Problem details:
Count the lines in the items below that contain the string "target", with uppercase and lowercase treated as different. Reply with the number alone.

-=-=-

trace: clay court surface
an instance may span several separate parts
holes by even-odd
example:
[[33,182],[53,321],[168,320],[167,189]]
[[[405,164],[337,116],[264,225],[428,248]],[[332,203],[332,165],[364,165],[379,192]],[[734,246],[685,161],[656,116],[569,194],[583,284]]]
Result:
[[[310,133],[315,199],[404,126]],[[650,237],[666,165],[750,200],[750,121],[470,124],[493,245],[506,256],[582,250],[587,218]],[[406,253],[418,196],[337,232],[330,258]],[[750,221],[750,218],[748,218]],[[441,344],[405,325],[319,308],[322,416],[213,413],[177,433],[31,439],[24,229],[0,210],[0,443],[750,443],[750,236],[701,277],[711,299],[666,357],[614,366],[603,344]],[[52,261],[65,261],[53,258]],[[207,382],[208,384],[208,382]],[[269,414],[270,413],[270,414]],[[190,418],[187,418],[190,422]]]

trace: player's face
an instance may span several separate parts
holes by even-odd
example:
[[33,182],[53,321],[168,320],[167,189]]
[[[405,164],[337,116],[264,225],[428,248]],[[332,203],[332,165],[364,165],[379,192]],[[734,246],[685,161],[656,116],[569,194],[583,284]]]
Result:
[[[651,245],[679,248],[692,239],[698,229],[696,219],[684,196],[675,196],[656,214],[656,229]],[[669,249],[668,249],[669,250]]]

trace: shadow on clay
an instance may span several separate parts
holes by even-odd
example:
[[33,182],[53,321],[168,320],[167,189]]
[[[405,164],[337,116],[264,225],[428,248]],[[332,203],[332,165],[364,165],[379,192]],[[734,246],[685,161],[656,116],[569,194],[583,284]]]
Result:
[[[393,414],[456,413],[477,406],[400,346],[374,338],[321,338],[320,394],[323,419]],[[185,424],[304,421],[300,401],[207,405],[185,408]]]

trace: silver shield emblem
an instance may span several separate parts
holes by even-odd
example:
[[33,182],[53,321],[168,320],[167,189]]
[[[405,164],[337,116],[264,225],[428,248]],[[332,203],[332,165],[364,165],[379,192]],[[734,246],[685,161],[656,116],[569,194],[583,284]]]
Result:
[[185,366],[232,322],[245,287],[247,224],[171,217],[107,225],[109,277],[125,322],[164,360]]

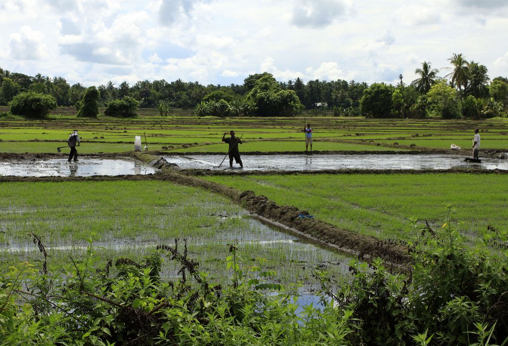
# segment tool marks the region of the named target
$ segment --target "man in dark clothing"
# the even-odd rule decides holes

-=-=-

Correct answer:
2